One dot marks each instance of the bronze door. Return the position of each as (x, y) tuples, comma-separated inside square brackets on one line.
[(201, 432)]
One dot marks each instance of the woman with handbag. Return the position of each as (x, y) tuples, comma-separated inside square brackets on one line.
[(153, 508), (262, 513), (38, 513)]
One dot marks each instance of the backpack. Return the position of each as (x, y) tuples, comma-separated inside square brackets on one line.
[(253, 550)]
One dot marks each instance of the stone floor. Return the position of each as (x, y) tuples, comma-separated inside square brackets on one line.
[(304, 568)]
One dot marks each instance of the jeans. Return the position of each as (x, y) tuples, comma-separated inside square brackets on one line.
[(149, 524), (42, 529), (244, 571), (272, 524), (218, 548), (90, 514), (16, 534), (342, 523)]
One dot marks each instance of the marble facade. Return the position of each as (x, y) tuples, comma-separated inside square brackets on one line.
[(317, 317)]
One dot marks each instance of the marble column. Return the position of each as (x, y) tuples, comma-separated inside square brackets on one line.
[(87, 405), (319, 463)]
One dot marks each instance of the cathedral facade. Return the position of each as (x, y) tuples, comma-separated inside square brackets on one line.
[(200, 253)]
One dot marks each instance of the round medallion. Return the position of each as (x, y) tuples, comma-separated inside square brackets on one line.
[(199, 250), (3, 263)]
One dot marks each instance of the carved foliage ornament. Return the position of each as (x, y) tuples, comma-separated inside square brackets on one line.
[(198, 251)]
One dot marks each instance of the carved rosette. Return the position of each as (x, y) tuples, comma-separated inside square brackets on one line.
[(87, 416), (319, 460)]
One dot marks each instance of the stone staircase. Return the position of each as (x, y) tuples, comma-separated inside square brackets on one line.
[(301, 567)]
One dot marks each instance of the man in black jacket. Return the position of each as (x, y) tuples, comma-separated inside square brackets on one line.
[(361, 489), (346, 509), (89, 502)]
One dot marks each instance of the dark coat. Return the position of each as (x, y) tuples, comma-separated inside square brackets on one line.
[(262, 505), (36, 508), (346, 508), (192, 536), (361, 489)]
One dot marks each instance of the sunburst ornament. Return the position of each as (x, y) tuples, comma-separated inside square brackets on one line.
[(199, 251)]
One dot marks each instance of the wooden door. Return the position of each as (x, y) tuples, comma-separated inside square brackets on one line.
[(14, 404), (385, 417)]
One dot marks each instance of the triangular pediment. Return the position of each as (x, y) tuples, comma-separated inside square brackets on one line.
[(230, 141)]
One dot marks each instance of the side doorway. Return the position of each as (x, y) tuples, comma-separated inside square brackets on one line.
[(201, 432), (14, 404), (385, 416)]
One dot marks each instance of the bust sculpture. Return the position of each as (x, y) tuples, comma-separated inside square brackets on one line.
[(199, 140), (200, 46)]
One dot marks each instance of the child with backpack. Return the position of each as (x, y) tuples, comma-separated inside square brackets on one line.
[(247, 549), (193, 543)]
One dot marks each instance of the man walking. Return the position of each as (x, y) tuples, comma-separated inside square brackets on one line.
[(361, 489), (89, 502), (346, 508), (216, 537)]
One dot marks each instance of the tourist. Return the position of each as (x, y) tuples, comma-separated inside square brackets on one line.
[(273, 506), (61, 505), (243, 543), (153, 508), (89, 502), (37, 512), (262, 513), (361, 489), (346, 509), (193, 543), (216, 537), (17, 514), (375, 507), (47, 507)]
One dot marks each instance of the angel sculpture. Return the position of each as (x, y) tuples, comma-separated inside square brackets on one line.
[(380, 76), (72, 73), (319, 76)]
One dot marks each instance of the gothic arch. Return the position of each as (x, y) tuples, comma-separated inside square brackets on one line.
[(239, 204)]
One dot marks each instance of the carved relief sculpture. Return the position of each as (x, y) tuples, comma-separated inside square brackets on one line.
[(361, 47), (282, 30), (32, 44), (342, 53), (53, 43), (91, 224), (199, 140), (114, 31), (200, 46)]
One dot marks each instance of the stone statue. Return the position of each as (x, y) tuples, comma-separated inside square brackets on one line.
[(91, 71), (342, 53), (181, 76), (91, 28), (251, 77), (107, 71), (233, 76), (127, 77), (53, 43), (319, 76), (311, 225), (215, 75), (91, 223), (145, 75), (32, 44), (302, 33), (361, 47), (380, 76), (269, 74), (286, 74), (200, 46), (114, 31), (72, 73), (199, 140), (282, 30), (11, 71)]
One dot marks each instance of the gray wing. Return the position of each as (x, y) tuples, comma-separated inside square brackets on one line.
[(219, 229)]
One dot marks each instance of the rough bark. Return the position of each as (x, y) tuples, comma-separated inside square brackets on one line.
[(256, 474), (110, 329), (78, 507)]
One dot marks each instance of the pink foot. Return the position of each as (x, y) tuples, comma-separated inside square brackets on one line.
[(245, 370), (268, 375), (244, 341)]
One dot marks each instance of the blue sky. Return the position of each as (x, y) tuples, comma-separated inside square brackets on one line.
- - -
Rewrite all of the lines above as a numbered list, leaving out any blank lines.

● Result of the exercise:
1. One dot marks each instance of the bronze door. Return the position of each as (x, y) tuples, comma-separated inside square brackets on one line.
2. [(201, 432)]
3. One dot marks each instance of the woman with handbag. Return the position of each as (x, y) tuples, comma-separated inside square brackets on one line.
4. [(153, 508), (262, 513), (38, 513)]
5. One dot marks each instance of the backpack. Return the position of each as (x, y) tuples, comma-separated inside square brackets on one line.
6. [(253, 550)]
7. One dot marks each instance of the stone floor. Return the position of each as (x, y) tuples, comma-separated inside square brackets on one line.
8. [(304, 568)]
9. One dot marks each instance of the jeans. Return the position of each as (x, y) tuples, comma-separated inside square brackets on one line.
10. [(149, 524), (42, 529), (244, 571), (272, 524), (218, 548), (90, 514), (16, 534), (342, 523)]
11. One dot marks each instance of the marble facade. Return the position of each as (x, y) tuples, comma-separated inside square brackets on one line.
12. [(317, 317)]
13. One dot marks each instance of the marble column. Return the position of each as (x, y) tuples, comma-separated inside square brackets on one line.
14. [(87, 405), (319, 463)]
15. One dot marks each instance of the cathedral facade. Return the position of each as (x, y) tuples, comma-separated inside square brackets on one line.
16. [(200, 253)]
17. One dot marks each instance of the round medallion. Return the position of each as (x, y) tuples, comma-separated inside square brackets on one line.
18. [(199, 250), (3, 263)]
19. One dot marks each instance of the carved foliage ornament. Return the position of each as (x, y) tuples, comma-separated inside square brackets on one line.
20. [(198, 251)]
21. One dot marks each instance of the carved rosette. Return the position of each as (x, y) tuples, comma-separated inside square brackets on one line.
22. [(87, 416), (319, 460)]
23. One dot marks each instance of the stone staircase. Return the position of each as (x, y) tuples, comma-separated inside square brackets on one line.
24. [(301, 567)]
25. One dot marks each instance of the man in black jacket. Return the position of each as (x, y) tuples, comma-separated inside square brackets on one line.
26. [(361, 489), (346, 509), (89, 502)]
27. One dot marks each instance of the dark coat. Return the position of each as (x, y) tuples, comma-separated inside square brackets on one line.
28. [(262, 505), (36, 508), (346, 508), (192, 536), (361, 489)]
29. One dot marks each instance of the sunburst ornament. Return the position of each as (x, y) tuples, comma-separated inside square brackets on one line.
30. [(199, 251)]
31. One dot marks each instance of the wooden door. Return the position of each as (x, y) tuples, comma-separated inside square brackets on one line.
32. [(14, 404), (385, 417)]
33. One dot marks each instance of the triangular pediment. Return the position of each as (x, y) tuples, comma-separated inside square brackets on one line.
34. [(230, 141)]
35. One dot marks each instance of the side doorway. Return the position of each as (x, y) tuples, comma-separated inside square brackets on one line.
36. [(201, 432), (14, 404), (385, 416)]
37. One dot marks each instance of the bust sculpture. Return the position of each as (x, y) tuples, comma-separated inside square brackets on one line.
38. [(199, 140), (200, 46)]
39. One dot marks each instance of the child with backpack. Return the position of each as (x, y) tuples, comma-separated inside square brackets on one line.
40. [(247, 549), (193, 543)]
41. One dot marks each instance of the man walking. Return the position of each as (x, y) tuples, comma-separated inside square brackets on one line.
42. [(361, 489), (89, 502), (346, 508), (216, 537)]
43. One dot marks each instance of the tourist. Return the position of each as (x, y) tuples, comma-separated inside square brackets on one line.
44. [(273, 506), (61, 505), (243, 543), (153, 508), (89, 502), (37, 512), (262, 513), (361, 489), (346, 509), (193, 543), (216, 537), (17, 514), (375, 507), (47, 507)]
45. One dot marks each instance of the angel sculpture. Return the position of each as (x, y) tuples, comma-separated inside square brackets on one line.
46. [(380, 76), (72, 73), (319, 76)]
47. One dot marks each instance of the gothic arch. Return the position of each as (x, y) tuples, comma-separated inside square brackets on one line.
48. [(239, 204)]
49. One dot marks each instance of the carved relief sculpture. Return the position of each as (x, y) tuples, comma-separated inside square brackets on one line.
50. [(361, 47), (282, 30), (32, 44), (342, 53), (53, 43), (91, 224), (199, 140), (114, 31), (200, 46)]
51. One dot marks each instance of the stone statue. Return the position of each as (x, y) tuples, comma-separated inside square brackets on one line.
52. [(91, 71), (342, 53), (181, 76), (91, 28), (251, 77), (107, 71), (233, 76), (127, 77), (53, 43), (319, 76), (311, 225), (215, 75), (91, 223), (145, 75), (32, 44), (302, 33), (361, 47), (380, 76), (269, 74), (286, 74), (200, 46), (114, 31), (72, 73), (199, 140), (282, 30), (11, 71)]
53. One dot marks each instance of the gray wing. Return the position of each as (x, y) tuples, comma-separated inside square brackets on one line.
54. [(219, 229)]
55. One dot marks each instance of the rough bark. Return the position of each as (x, y) tuples, comma-separated inside square brackets on one line.
56. [(256, 474), (110, 329), (78, 507)]
57. One dot marks each instance of the pink foot. Return the position of each as (x, y) tuples, comma-separated inside square brackets on one line.
58. [(245, 370), (268, 375), (244, 341)]
59. One dot marks each instance of the blue sky. Return the position of each as (x, y) tuples, comma-separated inside square brackets on one line.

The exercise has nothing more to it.